Supplied passage:
****************

HC Deb 26 March 1914 vol 60 cc554-6

asked the President of the Board of Agriculture the number of horses whose exportation from British ports has been refused by the local authorities or the Board on grounds of cruelty or physical incapacity during each of the three years before the Diseases of Animals Act, 1910, came into operation on the 1st October, 1910, and during each of the three completed years since that date?


I am advised that neither the Board nor local authorities had power to prevent the exportation of horses on grounds of cruelty or physical incapacity prior to June, 1910, when the Exportation of Horses Order of the Board came into operation. The number of horses rejected in each of the three completed years since the 1st October, 1910, is 1,016, 1,096, and 1,244, respectively.


asked how many veterinary inspectors have been appointed by the Board, under Section 1 of the Diseases of Animals Act, 1910, to examine horses and certify their capacity for conveyance without cruelty prior to their shipment to foreign countries; whether they are permanently employed, and at what salary; at what ports they are employed; and whether the employment of any of them has been discontinued by the Board in consequence of lack of efficiency in carrying out their duties?

****************

Tasks to perform:
• A. According to the parliamentary exchange on horse exportation, how many horses were rejected in each of the three completed years after 1 October 1910?
• B. Write the next passage of the parliamentary exchange on horse exportation, beginning directly after its final question.

Extracted information:
****************

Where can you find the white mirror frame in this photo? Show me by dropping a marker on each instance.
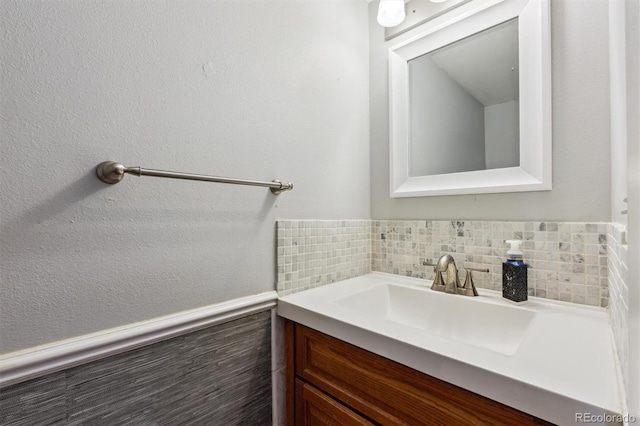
(534, 172)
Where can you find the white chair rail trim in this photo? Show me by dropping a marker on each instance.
(34, 362)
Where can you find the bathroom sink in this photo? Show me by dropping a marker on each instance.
(486, 324)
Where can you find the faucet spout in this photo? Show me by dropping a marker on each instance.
(446, 264)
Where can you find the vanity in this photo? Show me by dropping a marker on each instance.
(386, 349)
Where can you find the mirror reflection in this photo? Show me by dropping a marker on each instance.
(464, 104)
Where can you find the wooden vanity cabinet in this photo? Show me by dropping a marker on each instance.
(331, 382)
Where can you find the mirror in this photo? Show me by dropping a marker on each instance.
(470, 107)
(472, 82)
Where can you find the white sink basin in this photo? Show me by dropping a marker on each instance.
(474, 321)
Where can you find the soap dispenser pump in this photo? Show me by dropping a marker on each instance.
(514, 274)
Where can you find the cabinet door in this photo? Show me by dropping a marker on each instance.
(391, 393)
(315, 408)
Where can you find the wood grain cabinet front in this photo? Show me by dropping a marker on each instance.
(359, 387)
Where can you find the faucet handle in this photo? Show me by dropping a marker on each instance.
(469, 288)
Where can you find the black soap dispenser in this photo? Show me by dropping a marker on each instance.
(514, 274)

****************

Per-task outputs:
• A. 1,016, 1,096 and 1,244, respectively.

• B.
Veterinary inspectors have been appointed for the examination of horses under the Diseases of Animals Act, 1910, at the following ports, namely, Dover, Folkestone, Goole, Grangemouth, Granton, Grimsby, Harwich, Hull, King's Lynn, Leith, Liverpool, London, New-castle-on-Tyne, Newhaven, Plymouth, Southampton, and South Shields. Three of the inspectors are established officers of the Board, receiving respectively £500, £495, and £483 per annum; two of them are not employed solely on this work, but only as and when required. Twelve are non-established local veterinary inspectors, of whom one receives £250 per annum, two £200, three £150, one £100 per annum, and five 10s. 6d. for each attendance, with a fee of 6d. for each horse examined. Fifteen other veterinary surgeons have been appointed to act as substitutes when required. In addition to the officers already mentioned, an established veterinary inspector of the Board, receiving a salary of £500 per annum, is specially charged with the general supervision of the exportation of horses to the Continent. The answer to the last part of the question is in the negative.